THE INPUT:
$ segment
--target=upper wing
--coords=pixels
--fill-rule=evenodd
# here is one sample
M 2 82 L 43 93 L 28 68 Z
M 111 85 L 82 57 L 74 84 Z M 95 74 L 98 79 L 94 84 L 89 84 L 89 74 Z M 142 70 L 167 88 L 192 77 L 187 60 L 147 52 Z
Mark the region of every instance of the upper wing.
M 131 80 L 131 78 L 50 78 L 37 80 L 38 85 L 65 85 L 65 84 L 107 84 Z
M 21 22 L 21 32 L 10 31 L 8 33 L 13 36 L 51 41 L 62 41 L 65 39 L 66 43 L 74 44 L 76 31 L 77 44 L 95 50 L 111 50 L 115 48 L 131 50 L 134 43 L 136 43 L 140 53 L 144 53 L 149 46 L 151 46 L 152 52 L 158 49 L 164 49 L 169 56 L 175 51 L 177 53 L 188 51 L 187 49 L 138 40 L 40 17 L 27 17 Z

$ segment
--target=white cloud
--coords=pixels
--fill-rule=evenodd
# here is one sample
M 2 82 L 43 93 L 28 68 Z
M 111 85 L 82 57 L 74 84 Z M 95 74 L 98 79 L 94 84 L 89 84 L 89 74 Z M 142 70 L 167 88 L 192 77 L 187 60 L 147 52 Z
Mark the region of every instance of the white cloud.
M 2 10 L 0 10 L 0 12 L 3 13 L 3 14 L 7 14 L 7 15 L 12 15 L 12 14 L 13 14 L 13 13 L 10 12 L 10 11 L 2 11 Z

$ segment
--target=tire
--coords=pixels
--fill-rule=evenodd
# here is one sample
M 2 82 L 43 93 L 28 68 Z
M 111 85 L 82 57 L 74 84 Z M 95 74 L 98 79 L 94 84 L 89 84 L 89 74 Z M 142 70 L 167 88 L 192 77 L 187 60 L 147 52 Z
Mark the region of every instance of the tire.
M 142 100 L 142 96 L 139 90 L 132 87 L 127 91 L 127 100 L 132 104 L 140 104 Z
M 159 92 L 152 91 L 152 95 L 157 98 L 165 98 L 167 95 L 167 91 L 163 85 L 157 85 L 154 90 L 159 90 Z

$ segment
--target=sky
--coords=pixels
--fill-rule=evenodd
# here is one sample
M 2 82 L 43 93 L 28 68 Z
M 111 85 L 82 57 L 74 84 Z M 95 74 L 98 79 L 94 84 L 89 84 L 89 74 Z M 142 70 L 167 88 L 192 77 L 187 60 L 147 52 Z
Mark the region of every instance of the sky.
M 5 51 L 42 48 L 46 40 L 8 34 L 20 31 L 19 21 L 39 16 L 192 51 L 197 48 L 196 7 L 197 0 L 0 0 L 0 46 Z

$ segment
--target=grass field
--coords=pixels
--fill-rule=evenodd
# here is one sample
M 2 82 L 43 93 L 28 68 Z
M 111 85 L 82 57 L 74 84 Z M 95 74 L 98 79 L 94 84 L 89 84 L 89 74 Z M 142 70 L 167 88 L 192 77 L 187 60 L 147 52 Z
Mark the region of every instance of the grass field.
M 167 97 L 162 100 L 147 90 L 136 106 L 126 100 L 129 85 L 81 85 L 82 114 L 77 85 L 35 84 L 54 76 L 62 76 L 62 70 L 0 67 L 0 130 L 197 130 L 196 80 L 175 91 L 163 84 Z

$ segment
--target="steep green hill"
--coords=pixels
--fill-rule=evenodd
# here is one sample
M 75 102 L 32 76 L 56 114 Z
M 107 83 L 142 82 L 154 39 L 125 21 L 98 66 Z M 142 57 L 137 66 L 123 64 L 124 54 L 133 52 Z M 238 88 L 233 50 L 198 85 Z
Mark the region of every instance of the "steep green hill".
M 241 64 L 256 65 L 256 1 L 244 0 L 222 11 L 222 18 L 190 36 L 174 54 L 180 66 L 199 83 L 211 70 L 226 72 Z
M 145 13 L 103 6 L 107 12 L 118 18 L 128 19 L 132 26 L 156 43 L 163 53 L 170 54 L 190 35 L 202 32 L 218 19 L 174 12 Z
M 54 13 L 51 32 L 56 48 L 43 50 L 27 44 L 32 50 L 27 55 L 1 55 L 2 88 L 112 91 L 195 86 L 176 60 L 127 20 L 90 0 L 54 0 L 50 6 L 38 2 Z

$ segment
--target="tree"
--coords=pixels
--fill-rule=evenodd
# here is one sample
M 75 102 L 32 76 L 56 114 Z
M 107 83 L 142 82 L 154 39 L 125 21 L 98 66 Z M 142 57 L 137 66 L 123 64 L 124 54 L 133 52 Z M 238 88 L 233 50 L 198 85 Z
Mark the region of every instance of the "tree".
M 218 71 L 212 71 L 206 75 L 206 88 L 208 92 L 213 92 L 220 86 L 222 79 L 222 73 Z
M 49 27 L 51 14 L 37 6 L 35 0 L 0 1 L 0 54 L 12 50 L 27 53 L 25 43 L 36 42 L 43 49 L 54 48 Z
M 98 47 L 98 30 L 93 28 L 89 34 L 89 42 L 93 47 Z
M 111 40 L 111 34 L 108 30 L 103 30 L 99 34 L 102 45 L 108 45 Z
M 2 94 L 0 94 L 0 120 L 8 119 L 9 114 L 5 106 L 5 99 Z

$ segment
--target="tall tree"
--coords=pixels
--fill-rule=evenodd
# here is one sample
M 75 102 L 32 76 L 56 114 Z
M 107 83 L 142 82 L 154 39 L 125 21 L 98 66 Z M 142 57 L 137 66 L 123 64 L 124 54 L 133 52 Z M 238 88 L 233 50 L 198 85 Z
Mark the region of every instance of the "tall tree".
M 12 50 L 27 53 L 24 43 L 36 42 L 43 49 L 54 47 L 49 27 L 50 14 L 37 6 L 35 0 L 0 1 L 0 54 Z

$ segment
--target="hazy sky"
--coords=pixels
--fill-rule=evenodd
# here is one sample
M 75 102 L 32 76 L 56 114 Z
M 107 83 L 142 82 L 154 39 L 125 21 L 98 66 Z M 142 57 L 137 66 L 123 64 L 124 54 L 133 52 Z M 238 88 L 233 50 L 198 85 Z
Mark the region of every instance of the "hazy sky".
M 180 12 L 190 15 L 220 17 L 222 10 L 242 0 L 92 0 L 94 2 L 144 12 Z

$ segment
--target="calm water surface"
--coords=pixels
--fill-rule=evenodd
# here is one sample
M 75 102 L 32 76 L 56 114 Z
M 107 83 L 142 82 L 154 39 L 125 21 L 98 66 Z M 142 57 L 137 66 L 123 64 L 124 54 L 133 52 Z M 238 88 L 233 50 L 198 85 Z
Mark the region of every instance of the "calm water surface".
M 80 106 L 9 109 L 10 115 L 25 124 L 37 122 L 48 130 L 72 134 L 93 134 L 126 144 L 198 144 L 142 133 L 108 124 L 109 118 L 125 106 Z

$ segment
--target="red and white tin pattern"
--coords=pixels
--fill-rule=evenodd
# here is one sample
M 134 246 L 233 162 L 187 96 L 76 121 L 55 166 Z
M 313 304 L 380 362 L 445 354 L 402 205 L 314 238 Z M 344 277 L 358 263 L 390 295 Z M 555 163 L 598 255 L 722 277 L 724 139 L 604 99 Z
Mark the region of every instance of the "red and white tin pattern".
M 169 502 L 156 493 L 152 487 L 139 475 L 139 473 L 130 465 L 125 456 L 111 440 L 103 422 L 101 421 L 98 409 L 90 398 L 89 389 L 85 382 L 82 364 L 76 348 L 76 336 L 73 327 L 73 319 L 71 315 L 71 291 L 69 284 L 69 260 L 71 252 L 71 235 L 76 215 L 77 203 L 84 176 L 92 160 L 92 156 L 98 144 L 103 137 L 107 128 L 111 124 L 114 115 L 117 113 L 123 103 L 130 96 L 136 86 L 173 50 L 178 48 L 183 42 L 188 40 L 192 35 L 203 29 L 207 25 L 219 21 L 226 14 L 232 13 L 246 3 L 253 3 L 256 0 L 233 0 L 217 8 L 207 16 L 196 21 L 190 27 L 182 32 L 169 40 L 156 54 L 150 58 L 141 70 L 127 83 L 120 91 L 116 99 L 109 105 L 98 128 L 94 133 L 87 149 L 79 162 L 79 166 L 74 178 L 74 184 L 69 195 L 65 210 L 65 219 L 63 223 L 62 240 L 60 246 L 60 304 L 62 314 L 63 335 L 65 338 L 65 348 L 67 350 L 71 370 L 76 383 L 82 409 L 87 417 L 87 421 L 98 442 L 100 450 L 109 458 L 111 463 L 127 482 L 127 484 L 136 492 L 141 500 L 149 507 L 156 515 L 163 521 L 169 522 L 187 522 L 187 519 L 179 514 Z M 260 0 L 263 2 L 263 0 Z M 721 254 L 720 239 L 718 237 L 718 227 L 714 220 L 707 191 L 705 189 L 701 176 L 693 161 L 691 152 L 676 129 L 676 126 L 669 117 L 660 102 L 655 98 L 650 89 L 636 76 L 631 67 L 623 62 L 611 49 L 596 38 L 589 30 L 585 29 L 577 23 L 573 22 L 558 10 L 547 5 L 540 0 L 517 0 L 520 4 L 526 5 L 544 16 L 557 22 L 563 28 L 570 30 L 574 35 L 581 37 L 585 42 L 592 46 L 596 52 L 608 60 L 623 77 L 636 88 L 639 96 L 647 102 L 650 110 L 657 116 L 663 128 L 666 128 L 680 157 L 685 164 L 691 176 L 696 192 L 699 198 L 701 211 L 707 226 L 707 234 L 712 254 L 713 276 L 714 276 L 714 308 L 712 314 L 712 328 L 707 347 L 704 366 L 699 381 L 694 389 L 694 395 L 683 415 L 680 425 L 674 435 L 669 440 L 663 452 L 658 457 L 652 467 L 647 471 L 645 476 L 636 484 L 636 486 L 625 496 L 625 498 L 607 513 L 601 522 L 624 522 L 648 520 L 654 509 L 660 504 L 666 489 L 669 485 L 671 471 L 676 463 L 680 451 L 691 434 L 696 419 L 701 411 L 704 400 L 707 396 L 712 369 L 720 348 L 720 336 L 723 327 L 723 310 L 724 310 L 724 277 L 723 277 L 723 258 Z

YOUR GOAL: Copy the listing above word for word, from its first line through the line that contains "M 131 80 L 131", including that line.

THE COMPLETED TASK:
$ segment
--target=upper wing
--coords=pixels
--fill-rule=evenodd
# here is one sample
M 2 82 L 43 93 L 28 68 Z
M 111 85 L 82 57 L 74 84 Z M 95 74 L 98 79 L 94 84 L 89 84 L 89 74 Z M 142 70 L 167 88 L 192 77 L 187 60 L 147 52 Z
Mark the region of every instance of the upper wing.
M 131 80 L 131 78 L 50 78 L 37 80 L 38 85 L 65 85 L 65 84 L 107 84 Z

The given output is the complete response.